SELECTED TEXT:
· · · · ·

BIS chief: Crypto has lost the ‘battle’ against fiat currency

Last year’s volatility in the digital-asset sector has ended for good any notion that crypto is an alternative to fiat currency says Agustin Carstens, general manager of the Bank for International Settlements (BIS) and former Governor of the Bank of Mexico.

“That battle has been won,” Carstens told Bloomberg TV in an interview. “A technology doesn’t make for trusted money.

“Only the legal, historical infrastructure behind central banks can give great credibility” to money, he argued, adding that crypto is a financial activity that can only exist “under certain conditions”.

Carstens expects a “strong statement” from the Group of 20 leading economies for strengthened regulation of the digital-asset sector. Their leaders are meeting in the south Indian technology hub of Bengaluru to discuss the various challenges to global economic growth and stability.

The digital-asset sector is still feeling the impact of a US$2 trillion rout and last November’s collapse of Sam Bankman-Fried’s FTX exchange, which has become one of the highest-profile corporate crime cases in US history.

Bitcoin only recently climbed back above the US$20,000 level, having peaked at nearly US$69,000 in 2021. The crypto collapse and a series of related bankruptcies undermined the claim that tokens can be relied on as stores of value and mediums of exchange.

Carstens also spoke at the Monetary Authority of Singapore, saying that central bank digital currencies (CBDC) and tokenised deposits can aid efficiency. He proposed the model of a unified blockchain under a public-private partnership where a central bank underpins trust in CBDCs.

Carstens mentioned private sector stablecoins in the speech and said that regulators must ensure stablecoins don’t harm investors and consumers or fragment the monetary system.

Goldman Sachs expects three more rate hikes from ECB

Goldman Sachs said that it now expects the European Central Bank (ECB) to raise interest rates three times this year, taking the terminal rate to 3.5% from an earlier estimate of 3.25%. Earlier this month the ECB announced a 50 basis points (bps) increase to 2.5% in its key rate.

The brokerage said that it has pencilled in more hikes in H1 2023 – a further increase of 50 bps in March followed by 25 bps rises in both May and June.

Goldman's change in expectations follow hawkish commentary last week from ECB board member Isabel Schnabel and French central bank chief Francois Villeroy de Galhau, two influential policymakers from the 26-member Governing Council.

Separately, the Financial Times reports that the markets expect the ECB to go further with its tightening, spurred on by the eurozone economy’s resilience and signs that inflation could prove tougher to rein in than expected.

Swap markets are pricing in a jump in the ECB’s deposit rate to 3.75% by September against the current 2.5%, which would match the benchmark’s 2001 peak when the ECB was still trying to shore up the value of the newly launched euro.

Markets have revised forecasts of interest rates upwards after recent eurozone data on buoyant service-sector activity and wage demands.

ECB president Christine Lagarde has said that the bank is “looking at wages and negotiated wages very, very closely” — an indication of concern that a sharp rise in salaries this year will maintain pressure on prices as companies pass costs on to consumers.

Meanwhile, New Zealand's central bank has raised interest rates 50 bps to a more than 14-year high of 4.75%, and said it expects to keep tightening further as inflation remains too high, a hawkish signal that sent the local dollar surging. The Reserve Bank of New Zealand (RBNZ) indicated that it still sees rates peaking at 5.5%.

· · · · ·

DATA SECTION:
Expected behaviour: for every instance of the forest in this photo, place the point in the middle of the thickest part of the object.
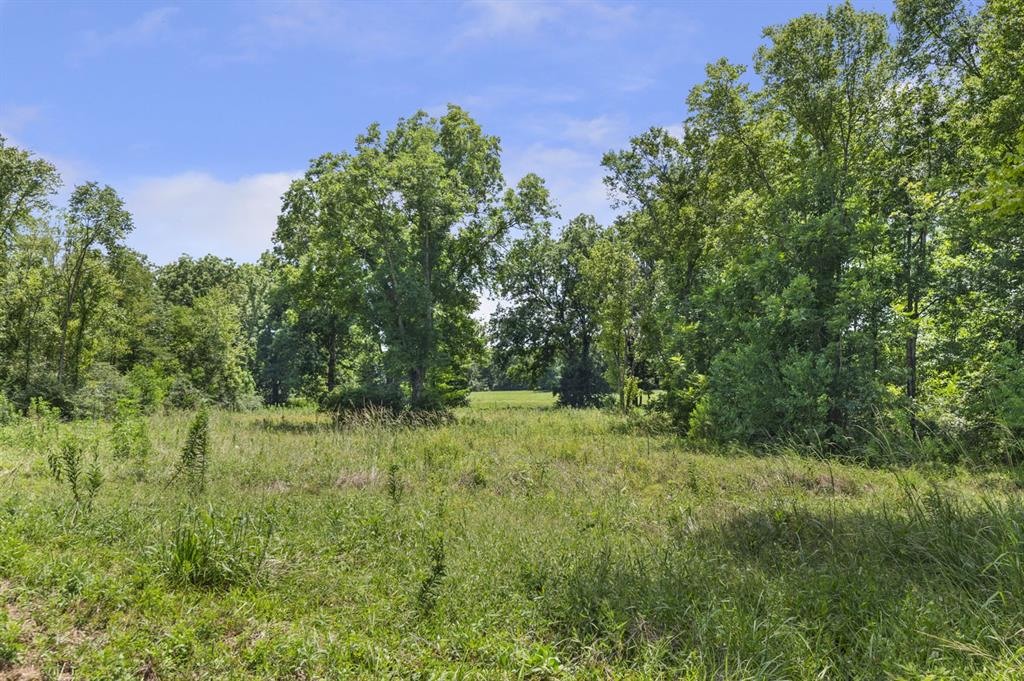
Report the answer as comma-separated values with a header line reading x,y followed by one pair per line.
x,y
767,423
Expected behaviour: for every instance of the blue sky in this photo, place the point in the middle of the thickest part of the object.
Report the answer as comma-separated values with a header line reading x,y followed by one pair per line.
x,y
201,113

· · · · ·

GIVEN INSTRUCTION 1:
Answer these from the central bank news roundup:
(a) In which city are the Group of 20 leaders meeting?
(b) What terminal rate does Goldman Sachs now expect for the ECB?
(c) To what level did New Zealand's central bank raise interest rates?
GIVEN INSTRUCTION 2:
Extend the central bank news roundup from the point where it stops.
These lines have nothing to do with the central bank news roundup.

EXERCISE OUTPUT 1:
(a) Bengaluru
(b) 3.5%
(c) 4.75%

EXERCISE OUTPUT 2:
Iraq turns to yuan to pay for China imports

Iraq aims to pay for private-sector imports from China in yuan (CNY) according to reports, injecting foreign currency into the financial system to help ease pressure on the dinar (IQD).

The Central Bank of Iraq announced plans to allow trade from China to be settled in CNY, Reuters reported. "It is the first time imports would be financed from China in yuan, as Iraqi imports from China had been financed in [US] dollars only," Mudhir Salih, the government's economic adviser, was quoted as saying.

The central bank will provide yuan to local lenders for dealings with Chinese counterparts, according to a statement published on 22 February. It will also supply the Chinese currency to final beneficiaries directly via some of the central bank’s own accounts.

OPEC’s second-biggest oil producer is joining the Middle East’s leading economies, such as Saudi Arabia and the United Arab Emirates (UAE), in exploring non-oil trade ties using currencies other than the US dollar.

Electric vehicle repair costs “outstrip higher insurance premiums”

The transition from petrol to electric vehicles is likely to push up insurance costs as the technology is costlier to fix in the event of a claim, suggests a UK report by Bloomberg Intelligence.

“Electric vehicles (EVs) made up 23% of all new UK auto sales in 2022, and while insurers charge 12% more on average is to insure them, that may not be nearly enough,” says Kevin Ryan, Senior Industry Analyst, Insurance at Bloomberg Intelligence.

“Repairing a damaged EV can cost 53% more than a conventional auto fix. EV batteries also have uniquely challenging risk profiles capable of significantly boosting insurers' third-party costs.

“We therefore contend that the 12% extra average cost to insure an EV is probably an inaccurate reflection of additional risk, squeezing margin at Admiral, Direct Line, Hastings and other [UK] auto insurers.”

The report, titled ‘UK EV-Insurance Headache’, notes the steady rise of electric vehicles (EVs) on UK roads. EVs accounted for 23% of all new sales in 2022; up from 19% in 2021, 12% in 2020 and 9% in 2019

“These are important statistics for the insurance industry, because they flag that the changing nature of vehicles on UK roads,” the report adds. “It's also noteworthy that the two most popular models in 2022 were the Tesla Model Y and the Tesla Model 3, according to the Society of Motor Manufacturers and Traders (SMMT) which accounted for 46% of EV sales. These are relatively expensive vehicles, suggesting repair costs in the event of an accident are likely to cost insurers much more.

The increase in registrations of these vehicles could potentially sap industry profitability further, with Ernst & Young predicting the industry will post a combined ratio of 115% in 2022 and 114% in 2023.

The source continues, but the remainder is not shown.